--- PROBLEMS ---
a: From the Lichtenstein biography below, list every school or institution where he studied.
b: Please answer these questions using the Lichtenstein biography below:
(i) In what year was Lichtenstein born?
(ii) Under whom did he study at the Art Students League?
(iii) During which years was his education interrupted by military service?
c: Translate this sentence from the Lichtenstein biography into Spanish: "His education was interrupted from 1943-1946 by a European tour of duty during World War II."

Roy Lichtenstein (1923 – 1997)
Born in New York City in 1923, Roy Lichtenstein grew up in a city that epitomized the ideals and machinations of modernism. He therefore gained a unique understanding of the affects of modern life on the solitary soul, the group, and the society at large. Growing up during the depression years and coming of age at the start of World War II, he was greatly influenced by the jazz clubs of Harlem and the boxing matches and carnivals of Coney Island.
At the age of fourteen, he began classes at Parson’s School of Design, at sixteen he studied at the Art Students League under Reginald Marsh, and by 1940 he was enrolled as a painting major at Ohio State University, Columbus. His education was interrupted from 1943-1946 by a European tour of duty during World War II. He began his artistic career as an Abstract Expressionist painter exploring the ideas of spontaneity and the “epoch of crisis” inherent in action painting. As America began to move past the effects of World War II and into prosperous times, art no longer needed to be an emotional reaction to the effects of nuclear war and industrialization. Instead, it became a commentary on American prosperity and the commercial boom that resulted from the war efforts.

--- RECORDED DATA ---
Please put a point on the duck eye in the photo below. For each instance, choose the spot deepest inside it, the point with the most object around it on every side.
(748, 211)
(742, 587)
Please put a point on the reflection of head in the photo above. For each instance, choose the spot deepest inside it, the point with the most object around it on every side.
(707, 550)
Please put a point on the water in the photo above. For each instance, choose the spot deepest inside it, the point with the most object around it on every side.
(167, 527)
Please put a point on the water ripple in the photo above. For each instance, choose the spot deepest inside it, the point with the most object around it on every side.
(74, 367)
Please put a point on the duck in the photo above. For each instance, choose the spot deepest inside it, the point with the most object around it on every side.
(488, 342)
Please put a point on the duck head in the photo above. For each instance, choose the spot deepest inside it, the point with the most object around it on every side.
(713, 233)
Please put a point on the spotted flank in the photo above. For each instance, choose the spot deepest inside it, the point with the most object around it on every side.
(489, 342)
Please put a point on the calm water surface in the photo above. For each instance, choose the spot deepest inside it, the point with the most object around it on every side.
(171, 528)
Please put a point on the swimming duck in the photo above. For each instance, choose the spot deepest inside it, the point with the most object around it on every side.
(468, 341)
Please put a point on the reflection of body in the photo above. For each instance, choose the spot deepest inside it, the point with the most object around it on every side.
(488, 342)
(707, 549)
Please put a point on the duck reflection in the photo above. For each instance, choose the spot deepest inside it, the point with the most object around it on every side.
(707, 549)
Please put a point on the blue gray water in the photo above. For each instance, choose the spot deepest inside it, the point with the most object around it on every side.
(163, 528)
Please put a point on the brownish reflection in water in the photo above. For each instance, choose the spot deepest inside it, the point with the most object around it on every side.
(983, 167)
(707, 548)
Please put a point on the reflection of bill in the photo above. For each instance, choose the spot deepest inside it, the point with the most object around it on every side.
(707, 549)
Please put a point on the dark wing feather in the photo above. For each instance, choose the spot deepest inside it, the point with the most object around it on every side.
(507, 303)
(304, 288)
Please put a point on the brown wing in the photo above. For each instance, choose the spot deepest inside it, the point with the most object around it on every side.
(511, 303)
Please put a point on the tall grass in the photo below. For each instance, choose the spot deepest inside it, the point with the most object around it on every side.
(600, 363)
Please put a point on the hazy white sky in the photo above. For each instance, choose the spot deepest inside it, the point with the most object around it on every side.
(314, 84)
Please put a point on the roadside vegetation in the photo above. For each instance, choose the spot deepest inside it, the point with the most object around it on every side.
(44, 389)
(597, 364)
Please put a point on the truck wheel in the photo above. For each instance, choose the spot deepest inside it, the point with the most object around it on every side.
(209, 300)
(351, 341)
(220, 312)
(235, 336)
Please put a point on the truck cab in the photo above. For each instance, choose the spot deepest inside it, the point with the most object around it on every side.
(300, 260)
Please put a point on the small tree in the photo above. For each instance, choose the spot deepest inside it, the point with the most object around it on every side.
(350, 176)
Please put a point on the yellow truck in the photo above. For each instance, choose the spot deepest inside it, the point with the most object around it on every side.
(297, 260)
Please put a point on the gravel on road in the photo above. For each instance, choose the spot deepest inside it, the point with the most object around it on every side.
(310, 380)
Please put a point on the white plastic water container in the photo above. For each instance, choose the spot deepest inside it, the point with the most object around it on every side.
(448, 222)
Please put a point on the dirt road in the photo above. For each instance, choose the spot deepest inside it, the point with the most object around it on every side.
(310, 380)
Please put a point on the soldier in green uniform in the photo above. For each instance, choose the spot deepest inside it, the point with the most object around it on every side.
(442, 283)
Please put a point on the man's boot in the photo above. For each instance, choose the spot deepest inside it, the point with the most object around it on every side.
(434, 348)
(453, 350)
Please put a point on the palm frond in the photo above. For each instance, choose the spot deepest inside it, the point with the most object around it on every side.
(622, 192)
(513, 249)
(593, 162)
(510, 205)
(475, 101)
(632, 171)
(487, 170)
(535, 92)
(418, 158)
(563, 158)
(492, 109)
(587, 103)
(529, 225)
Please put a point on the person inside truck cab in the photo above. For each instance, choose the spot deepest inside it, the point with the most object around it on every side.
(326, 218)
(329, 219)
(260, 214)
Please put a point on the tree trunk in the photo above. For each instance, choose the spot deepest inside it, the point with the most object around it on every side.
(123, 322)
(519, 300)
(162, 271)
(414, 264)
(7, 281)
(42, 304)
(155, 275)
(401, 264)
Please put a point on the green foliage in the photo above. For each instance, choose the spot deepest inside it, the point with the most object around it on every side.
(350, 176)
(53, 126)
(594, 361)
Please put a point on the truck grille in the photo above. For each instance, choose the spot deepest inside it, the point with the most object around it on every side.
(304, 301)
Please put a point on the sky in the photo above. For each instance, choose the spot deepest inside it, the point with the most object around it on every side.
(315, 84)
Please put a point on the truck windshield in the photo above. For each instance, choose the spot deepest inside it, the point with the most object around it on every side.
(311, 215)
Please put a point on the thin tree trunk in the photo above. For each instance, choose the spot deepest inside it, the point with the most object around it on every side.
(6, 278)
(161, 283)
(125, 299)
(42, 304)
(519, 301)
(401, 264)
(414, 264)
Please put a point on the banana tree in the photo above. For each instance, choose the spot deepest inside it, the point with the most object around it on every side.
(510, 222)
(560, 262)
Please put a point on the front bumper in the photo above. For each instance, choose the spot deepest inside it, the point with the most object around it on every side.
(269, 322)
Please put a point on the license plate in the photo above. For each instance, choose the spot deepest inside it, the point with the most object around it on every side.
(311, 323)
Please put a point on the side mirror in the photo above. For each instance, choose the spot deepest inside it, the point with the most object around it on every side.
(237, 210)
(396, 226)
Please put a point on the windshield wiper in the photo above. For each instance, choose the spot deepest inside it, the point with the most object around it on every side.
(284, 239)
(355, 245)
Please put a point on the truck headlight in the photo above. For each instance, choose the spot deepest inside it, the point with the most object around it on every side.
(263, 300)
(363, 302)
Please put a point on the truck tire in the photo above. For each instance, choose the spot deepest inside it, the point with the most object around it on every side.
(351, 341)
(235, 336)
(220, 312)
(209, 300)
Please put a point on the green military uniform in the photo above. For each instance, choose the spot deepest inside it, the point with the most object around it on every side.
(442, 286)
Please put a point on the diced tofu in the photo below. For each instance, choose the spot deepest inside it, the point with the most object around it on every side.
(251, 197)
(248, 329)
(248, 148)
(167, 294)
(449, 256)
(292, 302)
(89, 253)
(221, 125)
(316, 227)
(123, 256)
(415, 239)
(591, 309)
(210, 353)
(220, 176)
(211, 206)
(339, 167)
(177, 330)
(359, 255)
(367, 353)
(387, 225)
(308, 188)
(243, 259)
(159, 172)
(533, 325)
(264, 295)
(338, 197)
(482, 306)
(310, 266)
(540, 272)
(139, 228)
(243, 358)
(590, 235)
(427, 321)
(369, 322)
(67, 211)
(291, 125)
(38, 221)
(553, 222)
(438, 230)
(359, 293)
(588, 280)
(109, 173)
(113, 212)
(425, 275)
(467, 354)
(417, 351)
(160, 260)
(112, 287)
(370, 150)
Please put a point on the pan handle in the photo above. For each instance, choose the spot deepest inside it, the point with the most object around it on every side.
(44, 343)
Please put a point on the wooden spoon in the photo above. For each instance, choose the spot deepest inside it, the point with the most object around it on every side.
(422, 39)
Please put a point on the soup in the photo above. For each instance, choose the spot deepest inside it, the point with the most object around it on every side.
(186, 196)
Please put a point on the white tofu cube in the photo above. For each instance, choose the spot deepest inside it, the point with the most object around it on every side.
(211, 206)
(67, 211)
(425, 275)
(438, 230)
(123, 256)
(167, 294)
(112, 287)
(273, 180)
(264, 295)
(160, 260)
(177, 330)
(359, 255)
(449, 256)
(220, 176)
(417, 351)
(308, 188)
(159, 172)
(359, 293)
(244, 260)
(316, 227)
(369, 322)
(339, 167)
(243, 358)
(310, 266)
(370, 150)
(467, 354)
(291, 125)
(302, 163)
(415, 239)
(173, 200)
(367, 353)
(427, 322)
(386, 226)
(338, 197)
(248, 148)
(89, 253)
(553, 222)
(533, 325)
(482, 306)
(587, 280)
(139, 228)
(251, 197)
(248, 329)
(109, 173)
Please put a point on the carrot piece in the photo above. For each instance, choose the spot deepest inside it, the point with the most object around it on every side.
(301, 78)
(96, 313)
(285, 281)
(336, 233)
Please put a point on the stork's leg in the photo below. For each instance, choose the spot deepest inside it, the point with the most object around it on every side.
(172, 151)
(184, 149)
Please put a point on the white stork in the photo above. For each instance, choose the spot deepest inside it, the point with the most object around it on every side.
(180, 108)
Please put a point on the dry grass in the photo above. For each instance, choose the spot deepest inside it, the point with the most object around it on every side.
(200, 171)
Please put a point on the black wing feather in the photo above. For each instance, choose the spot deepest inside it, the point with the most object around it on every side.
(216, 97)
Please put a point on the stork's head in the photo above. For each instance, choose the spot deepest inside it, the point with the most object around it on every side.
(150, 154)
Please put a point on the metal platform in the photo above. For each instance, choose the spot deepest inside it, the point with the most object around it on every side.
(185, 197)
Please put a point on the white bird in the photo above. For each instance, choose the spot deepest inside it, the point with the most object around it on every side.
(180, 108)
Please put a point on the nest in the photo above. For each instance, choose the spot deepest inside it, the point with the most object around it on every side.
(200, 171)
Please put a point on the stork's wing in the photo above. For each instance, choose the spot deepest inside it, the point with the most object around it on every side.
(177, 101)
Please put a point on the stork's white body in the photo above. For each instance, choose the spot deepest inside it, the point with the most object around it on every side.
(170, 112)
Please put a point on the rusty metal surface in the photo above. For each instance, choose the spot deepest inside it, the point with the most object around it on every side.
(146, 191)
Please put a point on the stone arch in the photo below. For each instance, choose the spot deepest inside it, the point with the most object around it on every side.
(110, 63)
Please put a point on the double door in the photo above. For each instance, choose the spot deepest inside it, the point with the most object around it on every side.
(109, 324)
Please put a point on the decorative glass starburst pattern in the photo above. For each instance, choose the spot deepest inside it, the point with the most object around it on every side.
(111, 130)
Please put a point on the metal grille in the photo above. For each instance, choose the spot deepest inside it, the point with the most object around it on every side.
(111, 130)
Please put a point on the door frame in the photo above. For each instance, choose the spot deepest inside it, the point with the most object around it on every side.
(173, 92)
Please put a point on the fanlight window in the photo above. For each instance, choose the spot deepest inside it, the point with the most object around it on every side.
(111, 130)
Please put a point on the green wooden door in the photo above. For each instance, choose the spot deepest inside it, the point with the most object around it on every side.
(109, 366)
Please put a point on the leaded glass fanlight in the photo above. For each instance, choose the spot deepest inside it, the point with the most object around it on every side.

--- TASK RESPONSES ---
a:
- Parson’s School of Design
- Art Students League
- Ohio State University, Columbus

b:
(i) 1923
(ii) Reginald Marsh
(iii) 1943-1946

c: Su formación se vio interrumpida de 1943 a 1946 por un período de servicio en Europa durante la Segunda Guerra Mundial.